— Problem requirements —
Put each line of the records into a JSON list of strings, one string per line and no blank lines, starting at the line containing "harrier that appears in the image above." and ending at the last line of the records.

— Region labeling records —
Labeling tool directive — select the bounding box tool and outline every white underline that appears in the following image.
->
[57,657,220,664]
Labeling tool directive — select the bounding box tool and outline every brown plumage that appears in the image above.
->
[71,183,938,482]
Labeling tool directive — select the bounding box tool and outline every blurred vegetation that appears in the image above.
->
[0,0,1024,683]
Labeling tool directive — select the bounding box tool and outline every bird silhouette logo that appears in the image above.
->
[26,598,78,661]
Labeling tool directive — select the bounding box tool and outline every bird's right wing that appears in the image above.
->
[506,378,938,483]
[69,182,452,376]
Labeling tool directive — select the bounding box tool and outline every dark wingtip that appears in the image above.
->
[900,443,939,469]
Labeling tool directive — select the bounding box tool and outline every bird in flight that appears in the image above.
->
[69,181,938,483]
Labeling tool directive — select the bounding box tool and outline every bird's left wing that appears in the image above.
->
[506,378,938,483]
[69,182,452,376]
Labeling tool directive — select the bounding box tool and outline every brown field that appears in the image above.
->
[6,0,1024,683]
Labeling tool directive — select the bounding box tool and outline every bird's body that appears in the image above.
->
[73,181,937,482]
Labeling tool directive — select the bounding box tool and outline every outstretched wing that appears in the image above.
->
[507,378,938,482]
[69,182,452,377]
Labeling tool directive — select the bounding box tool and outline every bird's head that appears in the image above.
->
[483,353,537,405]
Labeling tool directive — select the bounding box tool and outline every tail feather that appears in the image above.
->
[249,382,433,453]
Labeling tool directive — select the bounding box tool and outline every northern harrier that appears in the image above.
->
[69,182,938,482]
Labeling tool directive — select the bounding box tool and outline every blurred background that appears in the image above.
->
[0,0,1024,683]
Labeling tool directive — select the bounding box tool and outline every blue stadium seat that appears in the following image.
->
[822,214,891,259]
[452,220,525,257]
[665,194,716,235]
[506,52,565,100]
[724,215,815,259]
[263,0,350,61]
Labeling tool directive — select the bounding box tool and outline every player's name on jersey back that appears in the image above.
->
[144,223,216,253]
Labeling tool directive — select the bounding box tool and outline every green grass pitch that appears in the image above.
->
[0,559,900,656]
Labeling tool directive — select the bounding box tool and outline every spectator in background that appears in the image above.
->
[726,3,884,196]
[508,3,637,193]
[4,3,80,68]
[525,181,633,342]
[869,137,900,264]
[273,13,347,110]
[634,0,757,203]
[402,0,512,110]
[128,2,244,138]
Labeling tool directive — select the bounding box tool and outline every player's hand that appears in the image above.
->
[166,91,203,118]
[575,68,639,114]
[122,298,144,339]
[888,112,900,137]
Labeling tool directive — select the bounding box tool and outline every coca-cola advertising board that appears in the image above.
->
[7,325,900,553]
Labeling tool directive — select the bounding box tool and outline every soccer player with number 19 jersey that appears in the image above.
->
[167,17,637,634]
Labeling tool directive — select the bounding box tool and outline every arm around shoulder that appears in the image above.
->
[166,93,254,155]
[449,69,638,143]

— Complete response —
[
  "Labeling tool directive — select the bounding box tool and outline every northern harrier that appears in the image above.",
  "->",
  "[69,182,938,482]",
  "Labeling tool directive — select the bounding box tool and outline every blurred background that appears in the image above.",
  "->",
  "[0,0,1024,683]",
  "Labeling tool directive — select the bounding box tool and outline every blue stadium seat that appears in the following image.",
  "->",
  "[822,214,891,259]",
  "[452,220,525,257]",
  "[665,194,716,235]",
  "[506,52,565,100]",
  "[724,215,815,259]",
  "[263,0,350,61]",
  "Labeling tool directive — select the bounding box tool and outline every player's name on jersey back that appears in the image above.",
  "->",
  "[144,223,216,253]",
  "Labeling tool directive — select the bounding box tool and outline every green grass pitch that appears in the image above.",
  "->",
  "[0,559,900,656]",
  "Labeling tool directive — select the bounding box tool and outline every spectator in background that appears in the image above.",
  "->",
  "[726,3,884,196]",
  "[508,3,637,193]",
  "[4,3,80,68]",
  "[525,181,633,342]",
  "[869,137,900,264]",
  "[273,13,347,110]",
  "[634,0,757,203]",
  "[402,0,512,110]",
  "[128,2,244,138]",
  "Labeling tool directive — select the bounding box tool and outline every player's hand that appears in the image above.",
  "->",
  "[166,91,203,118]",
  "[575,68,639,114]",
  "[122,298,144,339]",
  "[888,112,900,137]",
  "Labeling tool directive — select the bounding box tool and outline every coca-cola advertising board that appears in the image above.",
  "->",
  "[7,325,900,553]",
  "Labeling tool directive — select the bounding box tool and outline every soccer player with number 19 jersey that appears in the image above.",
  "->",
  "[167,17,637,634]",
  "Labeling tool directive — select the bounding box tool and outline every arm around shoulder that appears in the image above.",
  "->",
  "[166,93,254,155]",
  "[449,69,638,143]"
]